[Dataset rows]
..........

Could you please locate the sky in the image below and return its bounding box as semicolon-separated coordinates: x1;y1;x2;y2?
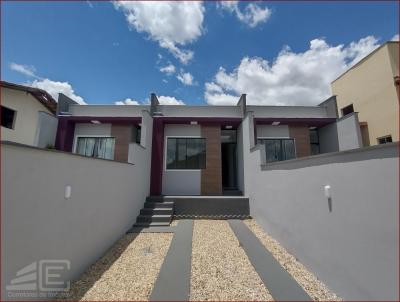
1;1;399;105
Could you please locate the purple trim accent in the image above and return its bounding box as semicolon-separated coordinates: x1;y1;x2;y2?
55;118;75;152
150;117;164;195
150;117;242;195
158;117;242;126
254;117;336;127
59;116;142;125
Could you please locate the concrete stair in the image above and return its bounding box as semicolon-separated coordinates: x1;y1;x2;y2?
133;196;174;227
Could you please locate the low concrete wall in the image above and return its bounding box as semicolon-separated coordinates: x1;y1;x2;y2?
1;139;151;300
245;139;399;301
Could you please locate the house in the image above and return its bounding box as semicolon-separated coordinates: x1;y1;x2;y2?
56;94;360;195
1;81;58;148
331;41;399;146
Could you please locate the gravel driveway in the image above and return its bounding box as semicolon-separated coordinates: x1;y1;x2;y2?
59;233;173;301
190;220;273;301
59;219;341;301
244;219;341;301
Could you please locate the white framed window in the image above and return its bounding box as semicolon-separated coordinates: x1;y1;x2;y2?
75;136;115;159
165;137;206;170
258;138;296;163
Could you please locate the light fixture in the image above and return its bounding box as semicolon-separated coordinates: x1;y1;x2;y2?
64;186;71;199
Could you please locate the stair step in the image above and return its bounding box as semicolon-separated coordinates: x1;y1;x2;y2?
140;207;174;215
133;222;170;227
144;201;174;209
136;215;172;223
146;195;164;202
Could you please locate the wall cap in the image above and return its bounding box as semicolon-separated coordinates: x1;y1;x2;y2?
260;142;400;170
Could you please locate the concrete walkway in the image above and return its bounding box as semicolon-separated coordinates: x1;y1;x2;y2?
229;220;313;301
150;220;193;301
150;220;312;301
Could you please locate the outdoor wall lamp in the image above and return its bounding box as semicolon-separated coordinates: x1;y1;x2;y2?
64;186;71;199
324;185;332;212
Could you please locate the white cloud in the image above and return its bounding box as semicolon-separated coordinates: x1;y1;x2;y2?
114;1;205;64
176;70;194;86
217;1;272;28
157;95;185;105
115;98;140;105
160;64;176;75
28;79;86;105
10;62;40;79
204;36;379;105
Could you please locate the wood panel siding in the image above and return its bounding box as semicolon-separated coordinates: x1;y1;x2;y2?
111;124;132;162
289;125;311;157
201;125;222;195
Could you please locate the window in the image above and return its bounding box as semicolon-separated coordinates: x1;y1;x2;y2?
378;135;392;145
166;138;206;170
310;129;319;155
1;106;17;129
342;104;354;116
258;138;296;163
76;137;115;159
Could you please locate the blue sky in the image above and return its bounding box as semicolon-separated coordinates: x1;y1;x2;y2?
1;1;399;105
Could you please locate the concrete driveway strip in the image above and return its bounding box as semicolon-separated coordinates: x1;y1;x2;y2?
150;220;193;301
229;220;313;301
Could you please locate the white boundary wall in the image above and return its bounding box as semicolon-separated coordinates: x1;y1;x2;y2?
242;113;399;301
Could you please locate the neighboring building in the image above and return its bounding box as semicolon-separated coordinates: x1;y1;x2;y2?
56;94;360;195
0;81;57;148
332;41;399;146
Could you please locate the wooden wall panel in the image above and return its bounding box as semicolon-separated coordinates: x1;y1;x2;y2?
111;124;132;162
201;125;222;195
289;125;311;157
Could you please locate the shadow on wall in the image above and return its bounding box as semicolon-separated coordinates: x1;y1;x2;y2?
58;233;139;301
262;142;399;171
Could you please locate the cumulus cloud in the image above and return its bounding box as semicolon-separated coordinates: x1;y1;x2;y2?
10;63;86;105
160;64;176;75
204;36;379;105
114;1;205;64
176;70;194;86
10;62;40;79
28;79;86;105
217;1;272;28
115;98;140;105
157;95;185;105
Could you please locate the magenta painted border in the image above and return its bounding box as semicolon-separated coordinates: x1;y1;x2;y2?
254;117;336;127
150;117;242;195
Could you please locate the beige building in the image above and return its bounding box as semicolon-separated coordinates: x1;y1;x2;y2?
331;41;399;146
0;81;58;148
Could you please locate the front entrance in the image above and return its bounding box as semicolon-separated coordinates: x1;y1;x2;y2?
221;130;237;191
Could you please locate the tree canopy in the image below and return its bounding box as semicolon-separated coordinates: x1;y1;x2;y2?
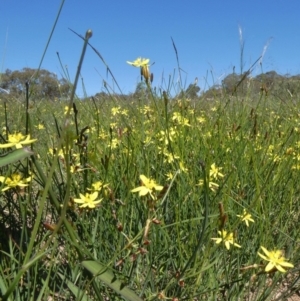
0;68;70;99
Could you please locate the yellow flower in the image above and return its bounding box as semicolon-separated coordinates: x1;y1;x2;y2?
88;181;108;191
131;175;163;199
212;230;241;250
127;57;151;82
257;246;294;273
209;163;224;179
237;209;254;227
197;180;219;191
0;133;37;148
36;123;45;130
74;191;102;209
127;57;150;67
0;173;32;191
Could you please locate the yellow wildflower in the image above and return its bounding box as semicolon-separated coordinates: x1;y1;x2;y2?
74;191;102;209
257;246;294;273
212;230;241;250
131;175;163;199
127;57;151;82
0;173;32;191
237;209;254;227
0;133;37;148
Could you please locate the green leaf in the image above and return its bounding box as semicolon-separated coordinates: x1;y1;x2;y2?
81;260;142;301
0;147;33;167
58;273;91;301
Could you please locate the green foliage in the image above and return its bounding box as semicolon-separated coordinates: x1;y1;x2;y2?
0;68;70;100
0;6;300;300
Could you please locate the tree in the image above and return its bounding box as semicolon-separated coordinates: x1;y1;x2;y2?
0;68;70;99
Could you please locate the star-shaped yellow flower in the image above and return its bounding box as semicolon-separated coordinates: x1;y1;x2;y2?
0;133;37;148
209;163;224;179
237;209;254;227
74;191;102;209
127;57;150;67
127;57;152;82
0;173;32;191
131;175;163;199
212;230;241;250
257;246;294;273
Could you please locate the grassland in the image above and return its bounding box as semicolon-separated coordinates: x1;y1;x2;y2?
0;72;300;300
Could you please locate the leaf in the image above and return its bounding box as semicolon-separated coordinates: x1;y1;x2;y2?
58;273;91;301
0;147;33;167
81;260;142;301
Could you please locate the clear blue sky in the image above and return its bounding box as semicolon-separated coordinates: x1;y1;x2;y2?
0;0;300;96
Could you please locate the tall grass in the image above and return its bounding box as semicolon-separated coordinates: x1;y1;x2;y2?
0;2;300;300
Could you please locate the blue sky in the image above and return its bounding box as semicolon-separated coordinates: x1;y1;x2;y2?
0;0;300;96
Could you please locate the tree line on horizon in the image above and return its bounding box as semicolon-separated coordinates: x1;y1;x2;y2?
0;68;300;100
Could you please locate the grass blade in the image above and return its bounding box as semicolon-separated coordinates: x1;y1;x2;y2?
81;260;142;301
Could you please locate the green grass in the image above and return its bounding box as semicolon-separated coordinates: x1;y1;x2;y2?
1;85;300;300
0;8;300;300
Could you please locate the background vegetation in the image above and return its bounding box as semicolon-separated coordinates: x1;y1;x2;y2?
0;14;300;300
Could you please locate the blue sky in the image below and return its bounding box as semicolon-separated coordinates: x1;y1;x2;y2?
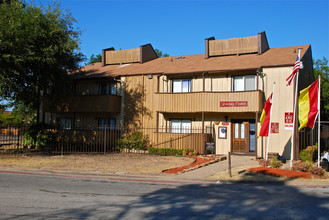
50;0;329;63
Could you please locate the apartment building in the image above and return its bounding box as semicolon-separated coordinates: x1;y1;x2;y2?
41;32;314;159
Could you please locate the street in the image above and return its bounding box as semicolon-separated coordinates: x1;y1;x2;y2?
0;173;329;220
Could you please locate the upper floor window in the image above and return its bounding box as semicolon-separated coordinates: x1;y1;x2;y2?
170;119;192;133
99;82;117;95
232;75;256;91
56;117;72;130
172;79;192;93
98;118;116;131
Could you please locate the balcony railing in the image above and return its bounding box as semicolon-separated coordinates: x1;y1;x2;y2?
43;95;121;114
156;90;264;113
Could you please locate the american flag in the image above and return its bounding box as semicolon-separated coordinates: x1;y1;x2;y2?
286;54;300;86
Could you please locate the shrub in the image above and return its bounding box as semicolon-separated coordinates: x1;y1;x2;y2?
310;167;325;176
271;160;283;168
117;131;149;150
23;124;54;152
259;159;271;167
148;147;193;156
299;144;318;162
292;160;309;172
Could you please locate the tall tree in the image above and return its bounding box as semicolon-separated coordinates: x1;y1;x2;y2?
85;54;102;65
313;57;329;121
0;0;84;110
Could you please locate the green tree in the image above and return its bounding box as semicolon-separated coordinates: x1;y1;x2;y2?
313;57;329;121
85;54;102;65
155;49;169;57
0;0;84;115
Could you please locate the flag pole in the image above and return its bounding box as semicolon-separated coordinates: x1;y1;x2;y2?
318;75;321;167
265;82;275;160
290;47;302;169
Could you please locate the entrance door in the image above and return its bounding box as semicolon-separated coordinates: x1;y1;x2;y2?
232;122;249;153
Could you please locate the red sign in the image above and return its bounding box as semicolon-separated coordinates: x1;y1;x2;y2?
284;112;294;124
271;122;279;134
220;101;248;107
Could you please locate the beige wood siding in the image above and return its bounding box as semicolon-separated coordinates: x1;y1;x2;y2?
209;36;258;56
105;48;140;65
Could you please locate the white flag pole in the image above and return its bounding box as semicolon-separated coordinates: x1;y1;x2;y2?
265;82;275;160
290;47;302;169
318;75;321;167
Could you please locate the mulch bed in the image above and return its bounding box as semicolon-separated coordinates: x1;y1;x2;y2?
248;167;312;179
162;156;219;174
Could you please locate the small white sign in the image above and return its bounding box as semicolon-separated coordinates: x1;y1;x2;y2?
284;125;293;131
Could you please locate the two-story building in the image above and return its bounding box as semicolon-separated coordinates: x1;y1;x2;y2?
41;32;314;158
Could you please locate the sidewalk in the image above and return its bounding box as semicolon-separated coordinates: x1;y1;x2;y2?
0;155;329;187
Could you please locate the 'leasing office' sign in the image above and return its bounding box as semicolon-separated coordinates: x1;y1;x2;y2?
220;101;248;107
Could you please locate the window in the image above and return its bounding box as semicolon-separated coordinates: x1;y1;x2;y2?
99;82;117;95
56;118;72;130
172;79;192;93
170;119;192;133
233;75;256;92
98;118;116;131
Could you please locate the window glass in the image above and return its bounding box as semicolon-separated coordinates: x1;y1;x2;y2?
182;79;191;92
111;83;117;95
172;79;182;93
56;118;72;130
245;75;256;91
181;120;191;133
99;83;109;95
241;123;245;139
171;120;180;133
234;123;239;138
233;76;244;91
170;119;191;133
172;79;191;93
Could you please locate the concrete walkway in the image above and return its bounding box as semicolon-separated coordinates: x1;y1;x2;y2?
179;155;259;179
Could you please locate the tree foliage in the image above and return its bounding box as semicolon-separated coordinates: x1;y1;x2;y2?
85;54;102;65
0;0;83;109
155;49;169;57
313;57;329;121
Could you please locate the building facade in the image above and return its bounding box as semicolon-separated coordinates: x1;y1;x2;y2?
41;32;314;159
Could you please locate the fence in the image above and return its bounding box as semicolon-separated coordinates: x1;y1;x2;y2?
299;121;329;152
0;125;212;155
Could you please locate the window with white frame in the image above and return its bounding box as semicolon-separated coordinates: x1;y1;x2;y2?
170;119;192;133
56;117;72;130
172;79;192;93
98;118;116;131
232;75;256;91
99;82;117;95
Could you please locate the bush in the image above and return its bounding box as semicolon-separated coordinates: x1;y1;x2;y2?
299;144;318;162
117;131;149;150
23;124;54;152
271;160;283;168
292;160;309;172
310;167;325;176
148;147;197;156
259;159;271;167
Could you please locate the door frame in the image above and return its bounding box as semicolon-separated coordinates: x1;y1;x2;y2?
230;119;257;156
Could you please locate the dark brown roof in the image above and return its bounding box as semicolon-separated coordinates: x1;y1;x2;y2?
74;45;311;78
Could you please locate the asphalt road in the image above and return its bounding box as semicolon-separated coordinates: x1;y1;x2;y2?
0;173;329;220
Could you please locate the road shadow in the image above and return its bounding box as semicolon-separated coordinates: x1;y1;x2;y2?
8;176;329;220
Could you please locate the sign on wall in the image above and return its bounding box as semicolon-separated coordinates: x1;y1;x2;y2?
271;122;279;134
220;101;248;107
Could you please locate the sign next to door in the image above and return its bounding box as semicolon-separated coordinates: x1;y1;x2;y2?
220;101;248;107
284;112;294;124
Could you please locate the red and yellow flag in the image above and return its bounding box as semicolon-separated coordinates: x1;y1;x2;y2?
258;93;273;137
298;79;319;130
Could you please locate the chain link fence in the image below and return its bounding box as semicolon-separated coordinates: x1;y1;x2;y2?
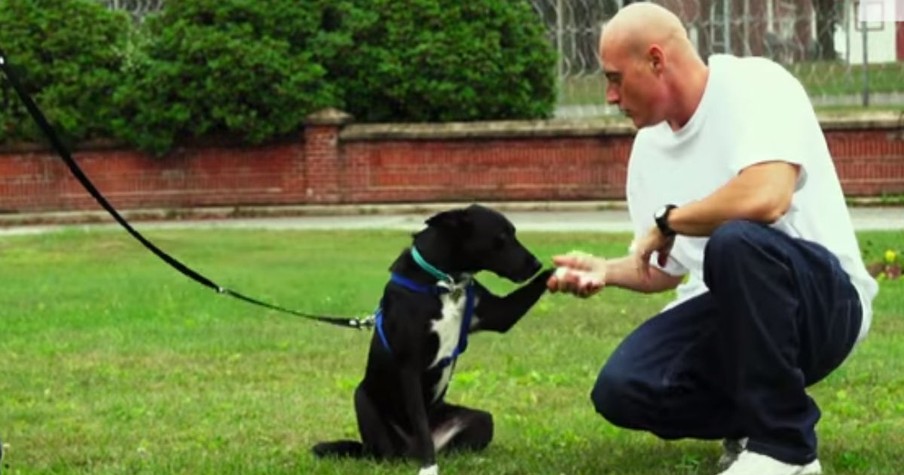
531;0;904;117
99;0;904;117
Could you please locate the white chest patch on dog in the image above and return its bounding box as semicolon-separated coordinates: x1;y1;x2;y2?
430;280;476;401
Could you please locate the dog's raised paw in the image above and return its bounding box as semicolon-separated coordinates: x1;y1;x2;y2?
417;464;439;475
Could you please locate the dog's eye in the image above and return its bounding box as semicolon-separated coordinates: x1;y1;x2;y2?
493;234;508;249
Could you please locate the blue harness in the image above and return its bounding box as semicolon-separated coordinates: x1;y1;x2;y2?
374;247;475;368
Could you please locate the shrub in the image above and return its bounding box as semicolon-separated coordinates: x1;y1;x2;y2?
318;0;556;122
114;0;333;153
0;0;129;146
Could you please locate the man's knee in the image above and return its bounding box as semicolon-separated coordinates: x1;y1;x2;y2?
705;219;763;261
590;364;634;427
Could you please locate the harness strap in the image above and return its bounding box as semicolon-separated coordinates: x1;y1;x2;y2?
0;50;373;329
374;273;476;368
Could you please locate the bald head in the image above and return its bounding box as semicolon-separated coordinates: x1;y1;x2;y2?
599;2;709;130
600;2;690;59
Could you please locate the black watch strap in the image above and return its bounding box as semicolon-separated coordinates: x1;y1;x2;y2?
656;204;677;237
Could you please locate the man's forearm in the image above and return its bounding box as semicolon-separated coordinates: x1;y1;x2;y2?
606;255;681;293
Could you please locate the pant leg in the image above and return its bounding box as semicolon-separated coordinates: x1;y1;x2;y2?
590;293;743;439
591;221;861;464
704;221;862;464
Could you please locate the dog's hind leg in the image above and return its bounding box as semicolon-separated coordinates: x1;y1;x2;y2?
430;404;493;451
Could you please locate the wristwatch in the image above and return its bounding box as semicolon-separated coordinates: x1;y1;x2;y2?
653;204;677;237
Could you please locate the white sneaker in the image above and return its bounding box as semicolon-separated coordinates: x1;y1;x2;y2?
719;450;822;475
716;437;747;470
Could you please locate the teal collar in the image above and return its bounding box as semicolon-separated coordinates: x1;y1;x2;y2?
411;246;454;282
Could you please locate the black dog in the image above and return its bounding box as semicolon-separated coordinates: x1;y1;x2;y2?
314;205;552;475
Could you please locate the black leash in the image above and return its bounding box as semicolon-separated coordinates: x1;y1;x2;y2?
0;49;373;329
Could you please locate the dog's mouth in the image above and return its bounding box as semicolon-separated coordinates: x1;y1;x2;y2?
503;257;543;284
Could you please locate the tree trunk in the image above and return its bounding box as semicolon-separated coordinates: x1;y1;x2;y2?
813;0;838;61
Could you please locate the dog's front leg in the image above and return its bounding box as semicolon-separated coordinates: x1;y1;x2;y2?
471;269;555;333
401;368;439;475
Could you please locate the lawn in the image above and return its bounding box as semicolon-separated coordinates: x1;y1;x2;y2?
0;229;904;475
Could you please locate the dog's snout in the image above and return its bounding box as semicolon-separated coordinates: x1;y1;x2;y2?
527;256;543;274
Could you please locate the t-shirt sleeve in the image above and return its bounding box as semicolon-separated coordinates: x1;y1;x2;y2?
730;61;819;189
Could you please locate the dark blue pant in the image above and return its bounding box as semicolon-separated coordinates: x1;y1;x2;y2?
591;221;862;464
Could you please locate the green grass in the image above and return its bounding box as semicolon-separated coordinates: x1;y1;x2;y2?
0;230;904;475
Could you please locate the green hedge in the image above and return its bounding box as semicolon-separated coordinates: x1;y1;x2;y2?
0;0;130;142
0;0;556;154
323;0;556;122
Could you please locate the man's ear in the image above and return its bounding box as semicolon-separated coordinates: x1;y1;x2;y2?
425;209;473;233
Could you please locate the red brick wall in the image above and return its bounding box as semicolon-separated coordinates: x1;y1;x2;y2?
0;111;904;213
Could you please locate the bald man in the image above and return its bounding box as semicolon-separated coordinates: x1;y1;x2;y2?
548;2;878;475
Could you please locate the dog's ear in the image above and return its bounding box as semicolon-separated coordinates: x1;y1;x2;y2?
425;209;473;231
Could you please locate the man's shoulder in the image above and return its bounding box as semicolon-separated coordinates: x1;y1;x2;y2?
707;53;796;84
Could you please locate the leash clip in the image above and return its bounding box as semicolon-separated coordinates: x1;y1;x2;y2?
348;314;377;330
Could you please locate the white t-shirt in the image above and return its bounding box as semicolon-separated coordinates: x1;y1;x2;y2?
626;55;878;340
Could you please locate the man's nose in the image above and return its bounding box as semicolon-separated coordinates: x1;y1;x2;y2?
606;87;621;104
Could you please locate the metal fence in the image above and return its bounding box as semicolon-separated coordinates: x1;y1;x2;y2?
531;0;904;117
99;0;904;117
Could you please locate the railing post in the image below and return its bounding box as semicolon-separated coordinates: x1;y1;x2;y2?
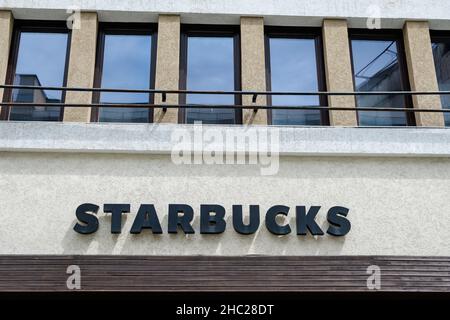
323;19;358;127
0;11;14;120
403;21;444;127
241;17;267;125
64;12;98;122
153;15;180;123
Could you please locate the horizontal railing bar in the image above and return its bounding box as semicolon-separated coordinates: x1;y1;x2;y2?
0;85;450;96
0;102;450;113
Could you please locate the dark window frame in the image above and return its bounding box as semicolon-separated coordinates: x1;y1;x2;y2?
348;29;416;126
430;30;450;127
178;24;242;124
0;20;72;121
264;26;330;126
91;22;158;123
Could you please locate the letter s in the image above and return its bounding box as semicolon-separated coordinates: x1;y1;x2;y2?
327;207;351;237
73;203;99;234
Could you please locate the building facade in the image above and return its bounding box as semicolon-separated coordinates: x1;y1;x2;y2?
0;0;450;292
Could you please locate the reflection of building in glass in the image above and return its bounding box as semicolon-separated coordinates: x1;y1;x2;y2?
433;43;450;89
355;41;405;125
433;42;450;126
10;74;61;120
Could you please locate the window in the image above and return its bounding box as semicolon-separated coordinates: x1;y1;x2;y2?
92;24;156;123
2;21;70;121
350;31;414;126
432;33;450;126
266;28;329;126
179;26;242;124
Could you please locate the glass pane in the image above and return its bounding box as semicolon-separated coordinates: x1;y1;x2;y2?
99;34;152;122
352;40;407;126
433;39;450;127
9;32;68;121
186;37;235;124
269;38;322;125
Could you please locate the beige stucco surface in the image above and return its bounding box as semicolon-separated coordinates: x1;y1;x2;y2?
403;21;444;127
64;12;98;122
0;152;450;256
323;19;358;126
154;15;180;123
241;17;267;124
0;11;14;117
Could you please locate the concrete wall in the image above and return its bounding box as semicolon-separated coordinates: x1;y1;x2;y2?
64;12;98;122
322;19;358;127
0;153;450;256
153;15;180;123
403;21;444;127
0;123;450;256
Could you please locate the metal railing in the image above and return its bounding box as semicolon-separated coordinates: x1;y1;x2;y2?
0;85;450;114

..........

▶ DIRECTION
Please leave out the pictures while you copy exactly the lines from the one containing "Could you please locate the railing" through the end of the records.

▶ FULL RESPONSE
Could you please locate the railing post in the image below and return its bounding box as semicolon-separated coordinates: x1;y1;x2;y2?
323;19;358;127
0;11;14;120
403;21;444;127
241;17;267;125
64;12;98;122
153;15;180;123
Could you please locate the horizontal railing bar in the image above and return its bounding box as semicolon-separated coordinates: x1;y1;x2;y2?
0;85;450;96
0;102;450;113
Could you please locate the dark window frame in the image above and return its bounding box as semicolon-separated coordinates: x1;y1;x2;y2?
348;29;416;126
430;30;450;127
178;24;242;124
0;20;72;121
264;26;330;126
91;22;158;123
Could you please locate the letter s in the image above and return its bounding box as semicolon-separated coordinates: x1;y1;x2;y2?
327;207;351;237
73;203;99;234
Could you please locate the building facade in the image above and return its bounding box as semicolon-separated coordinates: x1;y1;x2;y2?
0;0;450;292
Could you please locate the reflection of building in glass in the image above and return its bounding box as semicolon-separated coordinates: x1;y1;x2;y2?
433;43;450;89
355;41;405;125
433;42;450;126
10;74;61;120
Could you please locate the window in the image above and return its bounding box as semicolon-separated coordinates: x1;y1;x2;y2?
92;24;156;123
2;21;70;121
350;31;414;126
432;33;450;126
266;28;329;126
179;26;242;124
Could you please locate the glass pane in the image above and return its bounding box as semicolon-separated coordinates: x1;y1;x2;y2?
99;34;152;122
352;40;407;126
433;39;450;127
9;32;68;121
186;37;235;124
269;38;322;125
Could you please locate the beige stucco surface in the image above and return its bounding box as semicolon-separated coordinates: x1;y1;x2;y2?
403;21;444;127
64;12;98;122
0;152;450;256
323;19;358;126
154;15;180;123
241;17;267;124
0;11;14;117
Could you please locate the concrete wall in the image above and return its bounding box as semicolon-separated coordinates: x1;y1;x2;y2?
64;12;98;122
322;19;358;127
0;153;450;256
153;15;180;123
403;21;444;127
0;123;450;256
Could you please locate the metal railing in the image above and return its bounding box as semicolon-separated coordinates: x1;y1;x2;y2?
0;85;450;114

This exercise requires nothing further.